■ Exercise requirements: Reproduce the records starting with the line that contains "Please drop a marker on every instance of the tall" and going on through the line that contains "<point>389,314</point>", with the request text unchanged. Scale every x and y coordinate in the answers by 0.45, rounding to whole numbers with halves rounded up.

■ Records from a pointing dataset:
##############################
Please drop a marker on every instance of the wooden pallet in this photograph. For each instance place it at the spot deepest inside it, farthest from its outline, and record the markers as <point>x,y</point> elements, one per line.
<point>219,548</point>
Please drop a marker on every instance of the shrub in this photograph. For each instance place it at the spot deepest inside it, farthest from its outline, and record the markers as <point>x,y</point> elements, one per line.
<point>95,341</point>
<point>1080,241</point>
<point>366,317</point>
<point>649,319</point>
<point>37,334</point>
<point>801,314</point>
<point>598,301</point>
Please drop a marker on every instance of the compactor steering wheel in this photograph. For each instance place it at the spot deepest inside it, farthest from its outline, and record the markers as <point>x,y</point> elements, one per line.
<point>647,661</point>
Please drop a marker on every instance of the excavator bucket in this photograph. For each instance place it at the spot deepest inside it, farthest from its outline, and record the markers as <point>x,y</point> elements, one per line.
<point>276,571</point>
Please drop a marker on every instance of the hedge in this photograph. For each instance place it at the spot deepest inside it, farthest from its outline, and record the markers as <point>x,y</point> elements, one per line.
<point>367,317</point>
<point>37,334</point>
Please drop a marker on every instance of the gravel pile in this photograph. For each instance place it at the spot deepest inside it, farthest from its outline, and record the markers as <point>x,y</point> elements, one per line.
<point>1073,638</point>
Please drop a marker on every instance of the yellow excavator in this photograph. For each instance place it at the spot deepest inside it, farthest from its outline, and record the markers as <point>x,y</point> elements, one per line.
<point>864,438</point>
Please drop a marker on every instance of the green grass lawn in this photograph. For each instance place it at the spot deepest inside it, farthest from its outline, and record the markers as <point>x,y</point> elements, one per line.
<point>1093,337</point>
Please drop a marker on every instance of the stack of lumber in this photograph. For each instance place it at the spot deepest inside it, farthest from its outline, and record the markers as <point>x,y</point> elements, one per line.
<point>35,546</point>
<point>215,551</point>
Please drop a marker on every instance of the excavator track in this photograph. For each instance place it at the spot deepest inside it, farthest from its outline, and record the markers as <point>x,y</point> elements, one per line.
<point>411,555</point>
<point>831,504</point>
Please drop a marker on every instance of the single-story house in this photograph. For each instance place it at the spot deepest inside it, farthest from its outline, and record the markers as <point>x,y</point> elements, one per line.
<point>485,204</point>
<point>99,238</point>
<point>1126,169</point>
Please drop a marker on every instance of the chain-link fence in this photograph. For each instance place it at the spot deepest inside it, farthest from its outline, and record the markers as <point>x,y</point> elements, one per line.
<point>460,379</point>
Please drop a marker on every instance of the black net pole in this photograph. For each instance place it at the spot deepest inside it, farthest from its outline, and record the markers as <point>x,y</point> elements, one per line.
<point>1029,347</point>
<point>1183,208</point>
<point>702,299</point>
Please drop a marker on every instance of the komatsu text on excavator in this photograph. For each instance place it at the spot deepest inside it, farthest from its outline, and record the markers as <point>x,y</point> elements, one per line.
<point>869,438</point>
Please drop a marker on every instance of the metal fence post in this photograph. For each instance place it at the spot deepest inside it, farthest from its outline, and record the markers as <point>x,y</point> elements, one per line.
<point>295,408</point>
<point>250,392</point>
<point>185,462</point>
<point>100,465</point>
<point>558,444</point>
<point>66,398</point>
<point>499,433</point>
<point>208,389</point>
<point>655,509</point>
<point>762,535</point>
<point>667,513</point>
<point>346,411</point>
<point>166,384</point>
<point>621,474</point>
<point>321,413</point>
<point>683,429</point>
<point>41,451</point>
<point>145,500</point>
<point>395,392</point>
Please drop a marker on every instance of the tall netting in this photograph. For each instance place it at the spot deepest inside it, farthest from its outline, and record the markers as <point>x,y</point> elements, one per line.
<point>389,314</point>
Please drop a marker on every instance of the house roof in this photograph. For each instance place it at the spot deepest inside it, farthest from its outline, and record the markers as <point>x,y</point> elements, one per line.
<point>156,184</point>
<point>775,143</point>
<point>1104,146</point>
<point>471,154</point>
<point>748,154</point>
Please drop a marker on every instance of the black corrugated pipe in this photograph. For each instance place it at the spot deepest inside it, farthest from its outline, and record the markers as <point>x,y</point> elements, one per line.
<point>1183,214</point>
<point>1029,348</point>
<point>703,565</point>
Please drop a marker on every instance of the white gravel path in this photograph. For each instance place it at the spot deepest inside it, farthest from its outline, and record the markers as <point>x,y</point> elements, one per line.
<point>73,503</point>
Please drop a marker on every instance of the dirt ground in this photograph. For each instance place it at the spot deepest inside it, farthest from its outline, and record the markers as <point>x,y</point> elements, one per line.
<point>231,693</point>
##############################
■ Full response:
Please drop a marker on every instance of the tall netting in this photograph. For each instance place it at the spot deepest inside it, farthest from its outline, and record the markers as <point>x,y</point> elements, one per line.
<point>175,141</point>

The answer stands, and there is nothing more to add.